──────── 提取文本 ────────

《时光无涯》自序

天水明夷 发表于 2009-8-31 8:47:00

 

 有一段时间,我天天赶火车上下班。从我居住的小城到这座海滨城市,将近六十公里,中间散布着七八个集镇和数十个大大小小的村庄。火车提速后,大约四十分钟就可以到了。有将近一年,我几乎天天在火车单调的摇晃中往返,呼吸着铁路沿线带铁腥味的空气。

每天早晨,车站广场上八点的钟声刚刚鸣响,我置身其中的下车的人群像污脏的水一样涌向站台下的地道,又从火车站的出口处向着这个城市的四面八方流淌。

不论昼夜,也不论晴雨,站台下的过道永远是阴暗、潮湿的。电子显示屏上的文字在幽暗的光线中像鬼火一样移动。身前身后都是杂沓的脚步声。终于,地道的尽头,沿着台阶爬下来的光线,照着了一张张梦游般神思恍惚的脸。

我像一条鱼一样在地道口大口大口地呼吸着。我要不这样大口呼吸就会别过气去。这时的城市像一个迟醒的女人,散发着隔夜的慵懒、甜软的气息。像你把鼻子凑近一朵溽烂的花闻到的那样。

自然而然地,我把自己从人群中分离了出来。刚开始,还有一些人和我同路。等我转了两次公共汽车,在槐树路一家商业银行前下车,步行五分钟走进江边那幢十二层的大楼,身后就再也没有一个人了。

一下车,我就在不断地与人群疏离。疏离,疏离,直至孤身一人。

每个人都有自己的生活河道。疏离就是生的本相。

 

那些日子,眼睑上时常跃动着一条鱼的影子。

当我在火车单调的咣铛声中倚着车窗闭起眼睛,它来了。翻开书页,它会在阅读的间隙中,从字行里扑喇喇地跳出来。甚至正午时分,在阳光照彻变得稀薄的空气里,我从十一楼的高处也看到过它的影子。

它还进到了我的梦里。在床底下,活泼泼地游。

一本神秘主义者编纂的象征词典里说,鱼生活在水底,因此它代表潜意识,即个性深处的“活跃物质”。它的出现,表明了对人性的深层次内涵的迷恋和恐惧。

 

一个人出生的年代是他一生的标识。但对于出生于六十年代最后一个夏天的我来说,那个大时代只是一个出生的符号,我们只是它无足轻重的一根羽毛。六十年代迷幻的激情不是我和我的同龄人的历史。一条1960年代的鱼,穿梭在三十余年来日常的季候、心情、物品、面容、事件和细节汇合的河流里。记忆的光亮照出了它的投影,时而沉潜,至时间无穷的深处。时而轻快滑翔,像一个不知人间忧乐的轻狂少年。

────────

_任务 1_
将记录中从第一行起、到包含“[(281, 105)]”的那一行止的部分原样返回，首尾两行都包括在内。

──────── 给定记录 ────────

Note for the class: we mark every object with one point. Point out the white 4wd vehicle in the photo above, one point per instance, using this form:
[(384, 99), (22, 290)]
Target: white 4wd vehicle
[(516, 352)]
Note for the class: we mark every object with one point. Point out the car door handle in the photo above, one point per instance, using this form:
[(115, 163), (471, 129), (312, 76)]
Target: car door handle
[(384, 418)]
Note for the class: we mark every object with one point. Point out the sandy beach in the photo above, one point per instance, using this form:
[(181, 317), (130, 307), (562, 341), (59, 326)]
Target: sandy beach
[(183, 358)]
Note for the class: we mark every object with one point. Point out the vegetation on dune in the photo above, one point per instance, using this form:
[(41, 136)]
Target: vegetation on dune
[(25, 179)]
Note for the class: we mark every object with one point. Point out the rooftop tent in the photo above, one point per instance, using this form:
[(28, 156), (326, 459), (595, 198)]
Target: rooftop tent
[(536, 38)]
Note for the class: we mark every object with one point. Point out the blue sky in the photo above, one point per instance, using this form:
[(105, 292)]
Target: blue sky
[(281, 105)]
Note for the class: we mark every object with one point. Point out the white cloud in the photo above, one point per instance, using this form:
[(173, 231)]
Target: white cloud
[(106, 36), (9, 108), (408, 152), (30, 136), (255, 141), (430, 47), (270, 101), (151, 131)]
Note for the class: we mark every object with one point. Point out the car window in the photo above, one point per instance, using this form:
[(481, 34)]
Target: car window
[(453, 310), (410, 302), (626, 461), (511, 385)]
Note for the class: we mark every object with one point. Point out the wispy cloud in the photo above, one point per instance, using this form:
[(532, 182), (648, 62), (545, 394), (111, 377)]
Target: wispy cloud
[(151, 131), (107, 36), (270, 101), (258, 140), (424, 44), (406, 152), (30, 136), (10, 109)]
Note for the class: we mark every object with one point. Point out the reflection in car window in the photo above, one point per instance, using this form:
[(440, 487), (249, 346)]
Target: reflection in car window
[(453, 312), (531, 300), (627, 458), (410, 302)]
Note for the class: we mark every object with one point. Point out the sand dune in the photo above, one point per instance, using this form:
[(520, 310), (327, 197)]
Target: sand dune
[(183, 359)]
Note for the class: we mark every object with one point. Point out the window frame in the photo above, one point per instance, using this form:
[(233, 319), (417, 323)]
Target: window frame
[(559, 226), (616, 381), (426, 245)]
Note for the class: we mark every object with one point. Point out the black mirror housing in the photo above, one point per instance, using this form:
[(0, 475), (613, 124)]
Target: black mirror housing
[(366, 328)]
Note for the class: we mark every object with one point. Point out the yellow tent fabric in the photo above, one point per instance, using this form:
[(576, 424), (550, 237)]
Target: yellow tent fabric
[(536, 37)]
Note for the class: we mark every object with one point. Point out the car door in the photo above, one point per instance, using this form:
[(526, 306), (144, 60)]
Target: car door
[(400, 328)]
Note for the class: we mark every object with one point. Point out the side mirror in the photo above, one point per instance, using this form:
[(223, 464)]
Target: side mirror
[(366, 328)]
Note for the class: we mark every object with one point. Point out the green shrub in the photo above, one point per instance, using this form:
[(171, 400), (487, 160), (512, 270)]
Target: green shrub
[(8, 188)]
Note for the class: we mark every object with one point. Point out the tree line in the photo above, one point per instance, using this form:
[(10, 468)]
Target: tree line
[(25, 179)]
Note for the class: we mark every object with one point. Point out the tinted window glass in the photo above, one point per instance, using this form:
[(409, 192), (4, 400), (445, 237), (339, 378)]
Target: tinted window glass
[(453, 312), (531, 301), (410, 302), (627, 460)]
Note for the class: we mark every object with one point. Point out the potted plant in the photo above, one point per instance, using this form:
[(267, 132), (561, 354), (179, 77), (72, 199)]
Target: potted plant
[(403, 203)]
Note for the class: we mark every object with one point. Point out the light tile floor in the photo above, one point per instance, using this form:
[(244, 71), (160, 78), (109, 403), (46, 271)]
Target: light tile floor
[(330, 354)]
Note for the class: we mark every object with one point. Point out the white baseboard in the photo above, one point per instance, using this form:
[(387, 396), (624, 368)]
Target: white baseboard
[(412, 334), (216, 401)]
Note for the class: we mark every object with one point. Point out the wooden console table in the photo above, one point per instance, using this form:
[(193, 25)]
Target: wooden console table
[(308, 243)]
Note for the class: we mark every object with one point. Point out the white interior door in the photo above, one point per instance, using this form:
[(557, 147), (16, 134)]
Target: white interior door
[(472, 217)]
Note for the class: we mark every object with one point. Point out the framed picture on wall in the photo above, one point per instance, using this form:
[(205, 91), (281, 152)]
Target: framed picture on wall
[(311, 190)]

────────

_任务 2_
把自序正文中以含有“我像一条鱼一样在地道口大口大”的词句开头、以“每个人都有自己的生活河道。疏离就是生的本相。”结尾的部分逐字重新录入一遍。

_最终答案 1_
Note for the class: we mark every object with one point. Point out the white 4wd vehicle in the photo above, one point per instance, using this form:
[(384, 99), (22, 290)]
Target: white 4wd vehicle
[(516, 352)]
Note for the class: we mark every object with one point. Point out the car door handle in the photo above, one point per instance, using this form:
[(115, 163), (471, 129), (312, 76)]
Target: car door handle
[(384, 418)]
Note for the class: we mark every object with one point. Point out the sandy beach in the photo above, one point per instance, using this form:
[(181, 317), (130, 307), (562, 341), (59, 326)]
Target: sandy beach
[(183, 358)]
Note for the class: we mark every object with one point. Point out the vegetation on dune in the photo above, one point per instance, using this form:
[(41, 136)]
Target: vegetation on dune
[(25, 179)]
Note for the class: we mark every object with one point. Point out the rooftop tent in the photo above, one point per instance, using this form:
[(28, 156), (326, 459), (595, 198)]
Target: rooftop tent
[(536, 38)]
Note for the class: we mark every object with one point. Point out the blue sky in the photo above, one point per instance, using this form:
[(105, 292)]
Target: blue sky
[(281, 105)]

_最终答案 2_
我像一条鱼一样在地道口大口大口地呼吸着。我要不这样大口呼吸就会别过气去。这时的城市像一个迟醒的女人,散发着隔夜的慵懒、甜软的气息。像你把鼻子凑近一朵溽烂的花闻到的那样。

自然而然地,我把自己从人群中分离了出来。刚开始,还有一些人和我同路。等我转了两次公共汽车,在槐树路一家商业银行前下车,步行五分钟走进江边那幢十二层的大楼,身后就再也没有一个人了。

一下车,我就在不断地与人群疏离。疏离,疏离,直至孤身一人。

每个人都有自己的生活河道。疏离就是生的本相。